[Entries labeling locations in images]

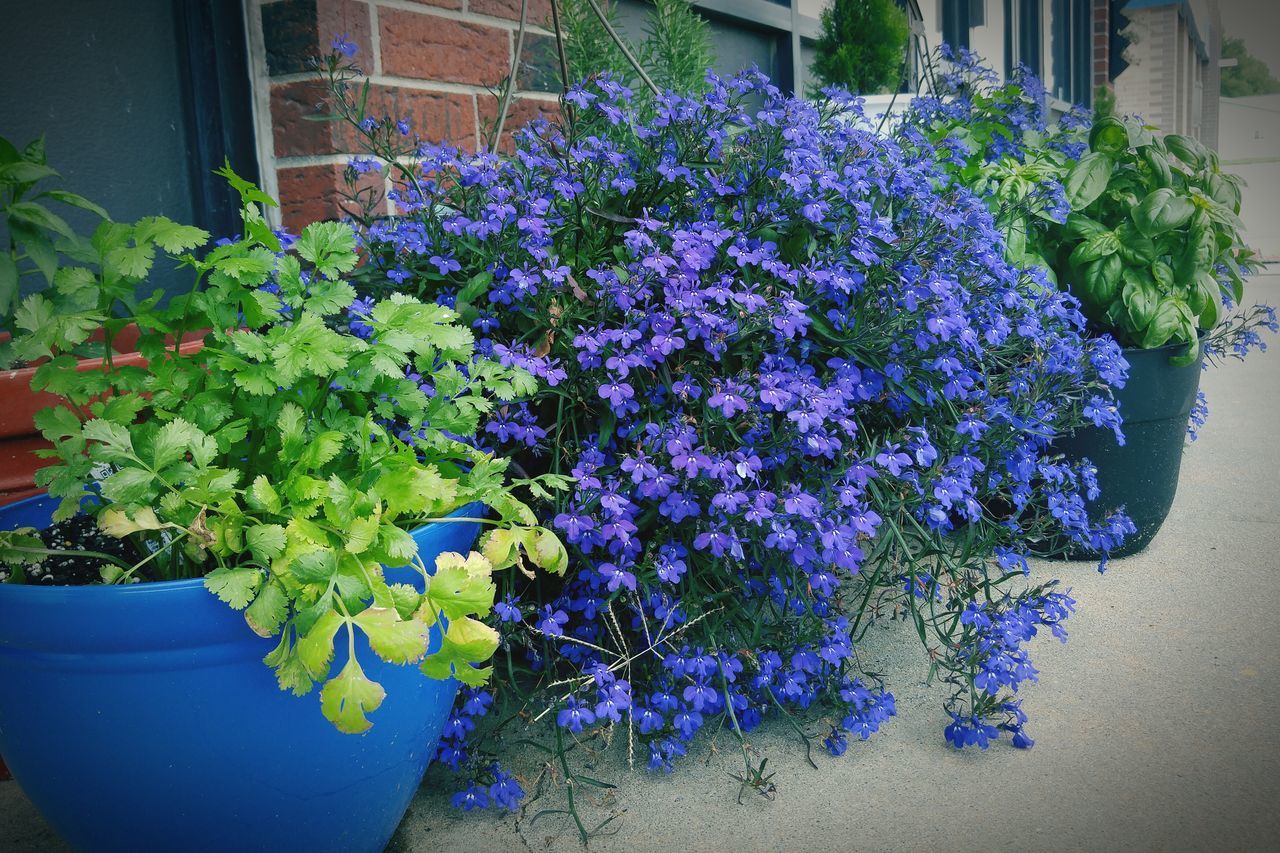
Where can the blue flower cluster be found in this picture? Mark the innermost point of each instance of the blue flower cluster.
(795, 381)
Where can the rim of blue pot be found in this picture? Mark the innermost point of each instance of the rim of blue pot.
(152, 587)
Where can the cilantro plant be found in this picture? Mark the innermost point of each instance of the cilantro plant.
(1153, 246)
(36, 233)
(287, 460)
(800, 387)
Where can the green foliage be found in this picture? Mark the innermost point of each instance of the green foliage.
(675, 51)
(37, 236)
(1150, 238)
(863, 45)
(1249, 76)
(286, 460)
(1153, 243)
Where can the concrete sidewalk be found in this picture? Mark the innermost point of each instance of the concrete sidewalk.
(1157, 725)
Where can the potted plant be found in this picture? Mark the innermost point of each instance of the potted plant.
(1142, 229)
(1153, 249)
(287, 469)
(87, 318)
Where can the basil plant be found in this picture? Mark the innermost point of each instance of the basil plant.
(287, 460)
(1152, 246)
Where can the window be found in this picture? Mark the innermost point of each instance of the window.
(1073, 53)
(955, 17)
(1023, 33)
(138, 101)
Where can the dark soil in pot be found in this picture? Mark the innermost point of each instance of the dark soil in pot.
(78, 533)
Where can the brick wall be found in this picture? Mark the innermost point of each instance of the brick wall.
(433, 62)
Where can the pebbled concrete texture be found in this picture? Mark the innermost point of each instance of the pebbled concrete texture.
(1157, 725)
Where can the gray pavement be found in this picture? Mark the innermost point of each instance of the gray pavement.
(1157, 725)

# TASK GOAL:
Copy every line of the material above word for word, omitting the pictures.

# RESPONSE FOR THIS EXERCISE:
Where can the blue flower cluster be found in this picture? Mark the innermost point of each instance of the blue flower cluster.
(795, 381)
Where can the rim of blue pot be found in this picture? Mark the innermost point of each instance of the rim of blue pot.
(152, 587)
Where can the cilantro plant be found in this picture? Mark the innermost point of each instance of the cilantro plant.
(1153, 246)
(36, 233)
(287, 460)
(800, 387)
Where can the green foliage be found in this picture? Mark the innermost point of each instance of the green foliage.
(675, 51)
(37, 236)
(1150, 238)
(863, 45)
(1249, 76)
(286, 460)
(1153, 243)
Where can the concrete sidewalk be found in this picture? Mark the innermost point of each instance of the concrete sidewalk.
(1157, 725)
Where can the potted plant be found in this picture? Mark the innermost point of each instance of the potted plant.
(1142, 229)
(1153, 249)
(287, 469)
(87, 318)
Where can the basil plant be found in this picture? Mark the innermost point of each instance of the basil plant.
(287, 460)
(1152, 246)
Where can the window be found in this picture? Mark the innermost point of each instance of the window.
(1073, 53)
(955, 17)
(1023, 33)
(138, 101)
Where can the dark soil in pot be found in this picture? Mark the innermost point of each instance of the dark soil in pot.
(78, 533)
Where can the brick wall be found in this picture? Mark the innermost point of each instance of the brick wall.
(433, 62)
Where can the pebbled concrete texture be found in this picture? Mark the innermost point of each instance of the pebbled concrete texture.
(1157, 725)
Where can the gray pavement be found in this picture? Mark the innermost point of each instance of the gray pavement.
(1157, 725)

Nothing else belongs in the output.